■ What you have to do
In the guitar refinishing post, how many pieces is the body actually made of?

■ Given passage
..............................
Also been thinking about the finish. I think I'm gonna go for a reversed red/black burst. Since I don't want to touch the neck it will remain ebony colored. So I want to make the area where the neck is attached to the body black and then make it fade to red on the outside egde. Maybe with some darker 'highlights' like seen on James Hetfields' Woodgrain explorer.
#4
So here's an update on the sanding proces:




I've finally managed to get the sealer off! Then I found out that there IS veneer under the sealer
Sanded that off, got to the glue layer (which was a real pain as well) and than finally some real wood! As it turns out, it was a 2 piece veneer and the body is actually made out of 5 pieces But as you can see in the pics, it's quite hard to notice. Only the corner with the toggle switch is a little darker and I'm hoping this won't be to noticible after I put on the finish; so fingers crossed...
..............................
■ Given data

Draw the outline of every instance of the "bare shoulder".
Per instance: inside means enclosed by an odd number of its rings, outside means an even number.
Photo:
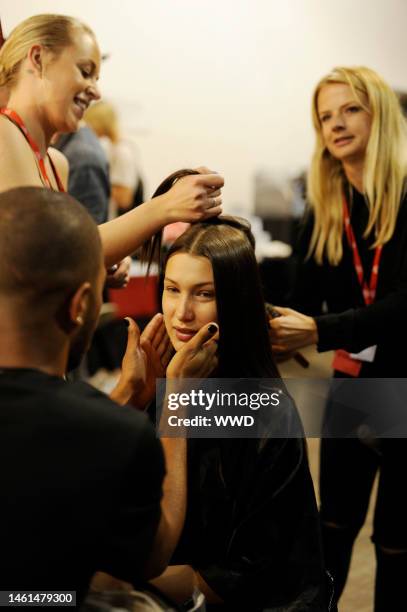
..............................
■ Written solution
Five pieces.